TASKS TO COMPLETE:
[A] In the arbitration opinion, how many pairs of shoes did the respondent agree to purchase?
[B] Reproduce everything in the arbitration opinion from "It appears that" down to "must be dismissed.".
[C] Write the next portion of the arbitration opinion, beginning after its last sentence.

SOURCE TEXT:
The opinion of the court was delivered by: PIERCE
MEMORANDUM OPINION AND ORDER
Petitioner Astra Footwear brings this action to compel arbitration to resolve a contract dispute which has arisen between the parties. Petitioner is a footwear manufacturer located in Zagreb, Yugoslavia;
/ respondent is a footwear distributor with offices in New York.
In May, 1975 the parties entered into an agreement under which petitioner agreed to sell and deliver and respondent agreed to purchase 13,400 pairs of shoes. Petitioner alleges that it has shipped footwear pursuant to the agreement, but that respondent has refused to pay for invoices totalling $115,820.00 covering said shipments.
Petitioner seeks to compel arbitration before the International Chamber of Commerce, a body which exists for the purpose of settling international business disputes. In so requesting, petitioner relies on paragraph 12 of the contract, which provides:
"12. Disputes: For all claims of disputes arising out of this agreement which could not be amicably settled between the parties, is competent the arbitrage for export trade at the Federal Chamber of Commerce in Beograd. [sic] In the case that the buyer is accused, the Chamber of Commerce in New York is competent."
It is petitioner's position that in designating the "Chamber of Commerce in New York," the parties were referring to the International Chamber of Commerce (ICC), which is based in Paris and has offices in New York.
Petitioner further indicates that should the Court determine that the ICC was not agreed to, it stands ready to arbitrate before any arbitrator appointed by the Court, including the American Arbitration Association.
In reply, respondent maintains that the agreement refers to and the parties intended the New York Chamber of Commerce (NYCC) to arbitrate disputes arising thereunder. In support of its position, respondent asserts that prior to entering into this agreement it had never before done business with a Communist concern, and therefore was careful to choose an arbitration body--NYCC-- that would best protect its interests.
It appears that the New York Chamber of Commerce ceased to arbitrate disputes in April, 1973 when it merged to become the New York Chamber of Commerce & Industry (NYCCI). It is respondent's position that the naming of NYCC was "an integral part of the substantive rights bargained for by Harwyn," and that in light of NYCCI's inability to hear the dispute, the agreement to arbitrate has been vitiated and the petition must be dismissed.
Respondent argues that the question of whether the agreement was to arbitrate in general or was to arbitrate before a particular organization is an issue mandating a jury trial under 9 U.S.C. § 4 (1970) of the Federal Arbitration Act.

DATA LINES:

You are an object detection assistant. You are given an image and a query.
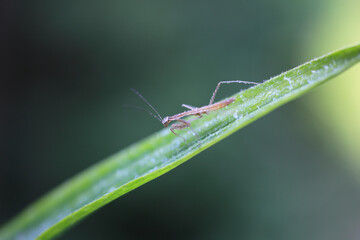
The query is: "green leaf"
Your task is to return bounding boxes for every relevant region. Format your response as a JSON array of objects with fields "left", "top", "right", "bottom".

WRITTEN ANSWERS:
[A] 13,400 pairs

[B]
It appears that the New York Chamber of Commerce ceased to arbitrate disputes in April, 1973 when it merged to become the New York Chamber of Commerce & Industry (NYCCI). It is respondent's position that the naming of NYCC was "an integral part of the substantive rights bargained for by Harwyn," and that in light of NYCCI's inability to hear the dispute, the agreement to arbitrate has been vitiated and the petition must be dismissed.

[C]
/ To support this position, respondent cites a New York case,
/ Laboratorios Grossman, S.A. v. Forest Laboratories, Inc., 31 A.D.2d 628, 295 N.Y.S.2d 756 (1st Dep't 1968) which dealt with a closely analogous fact situation. There the parties agreed to arbitrate "in accordance with the rules and procedures of the Pan-American Arbitration Association", an organization which had never in fact existed. A petition was brought to stay arbitration. The Court, in ordering a hearing to determine the parties' intent, stated: "the issue to be decided is whether the dominant purpose of the agreement was to settle disputes by arbitration, rather than the instrumentality through which arbitration should be effected." Id. at 757. However, the intent of the parties was necessary only to determine the appropriate arbitrator to appoint.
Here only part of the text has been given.